Exercise goal → Duplicate the part of the records that opens with the line containing "Target: white ceramic plate" and runs through the end of the records, including both ends.
───── Dataset excerpts ─────
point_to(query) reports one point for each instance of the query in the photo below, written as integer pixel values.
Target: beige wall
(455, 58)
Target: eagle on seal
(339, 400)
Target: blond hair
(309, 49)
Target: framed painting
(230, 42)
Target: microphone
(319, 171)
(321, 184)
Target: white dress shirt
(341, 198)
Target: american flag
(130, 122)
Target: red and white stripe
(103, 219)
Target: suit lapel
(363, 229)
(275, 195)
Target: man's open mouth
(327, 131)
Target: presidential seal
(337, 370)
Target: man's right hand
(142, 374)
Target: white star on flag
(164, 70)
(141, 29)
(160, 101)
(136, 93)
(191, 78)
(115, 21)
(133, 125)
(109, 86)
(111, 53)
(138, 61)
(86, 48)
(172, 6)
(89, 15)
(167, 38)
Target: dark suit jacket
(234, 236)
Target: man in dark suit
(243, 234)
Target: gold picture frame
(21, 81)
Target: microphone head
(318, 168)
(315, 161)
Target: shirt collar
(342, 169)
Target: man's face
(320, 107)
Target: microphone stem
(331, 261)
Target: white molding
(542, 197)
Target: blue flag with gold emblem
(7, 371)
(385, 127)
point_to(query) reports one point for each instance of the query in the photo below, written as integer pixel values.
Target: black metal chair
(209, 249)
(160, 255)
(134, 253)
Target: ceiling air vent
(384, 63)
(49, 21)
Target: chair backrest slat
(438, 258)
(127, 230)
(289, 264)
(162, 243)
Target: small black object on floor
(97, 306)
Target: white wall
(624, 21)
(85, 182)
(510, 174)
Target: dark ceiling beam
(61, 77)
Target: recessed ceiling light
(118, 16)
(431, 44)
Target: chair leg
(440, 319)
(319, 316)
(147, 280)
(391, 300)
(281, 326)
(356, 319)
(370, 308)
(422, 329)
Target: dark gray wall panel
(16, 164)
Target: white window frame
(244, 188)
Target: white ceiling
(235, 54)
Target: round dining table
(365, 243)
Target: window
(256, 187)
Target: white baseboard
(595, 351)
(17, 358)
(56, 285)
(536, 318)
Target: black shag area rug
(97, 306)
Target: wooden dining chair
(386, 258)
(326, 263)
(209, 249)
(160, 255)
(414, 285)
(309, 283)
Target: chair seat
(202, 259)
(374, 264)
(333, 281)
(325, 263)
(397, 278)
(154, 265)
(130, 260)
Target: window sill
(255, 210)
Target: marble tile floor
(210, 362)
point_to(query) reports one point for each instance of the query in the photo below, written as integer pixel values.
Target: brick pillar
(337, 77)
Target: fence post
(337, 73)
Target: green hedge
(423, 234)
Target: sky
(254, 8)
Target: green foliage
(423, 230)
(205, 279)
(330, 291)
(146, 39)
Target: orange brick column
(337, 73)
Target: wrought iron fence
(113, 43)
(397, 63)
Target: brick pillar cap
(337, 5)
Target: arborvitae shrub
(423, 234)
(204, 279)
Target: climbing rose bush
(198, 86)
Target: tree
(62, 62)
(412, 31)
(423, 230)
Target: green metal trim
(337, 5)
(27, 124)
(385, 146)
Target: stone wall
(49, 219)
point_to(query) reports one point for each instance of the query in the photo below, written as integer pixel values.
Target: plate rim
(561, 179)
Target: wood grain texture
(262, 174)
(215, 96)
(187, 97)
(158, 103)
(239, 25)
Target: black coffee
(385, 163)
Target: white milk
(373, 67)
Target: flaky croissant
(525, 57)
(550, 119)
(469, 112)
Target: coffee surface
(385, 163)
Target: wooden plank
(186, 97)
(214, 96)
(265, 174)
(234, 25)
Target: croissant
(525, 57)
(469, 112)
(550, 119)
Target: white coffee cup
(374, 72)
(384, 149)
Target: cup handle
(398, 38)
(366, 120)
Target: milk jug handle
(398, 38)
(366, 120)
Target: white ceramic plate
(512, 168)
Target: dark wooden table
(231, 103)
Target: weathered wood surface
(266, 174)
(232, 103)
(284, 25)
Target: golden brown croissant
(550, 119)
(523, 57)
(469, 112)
─────
Final answer →
Target: white ceramic plate
(512, 168)
Target: dark wooden table
(231, 103)
Target: weathered wood surface
(266, 174)
(232, 103)
(284, 25)
Target: golden brown croissant
(550, 119)
(523, 57)
(469, 112)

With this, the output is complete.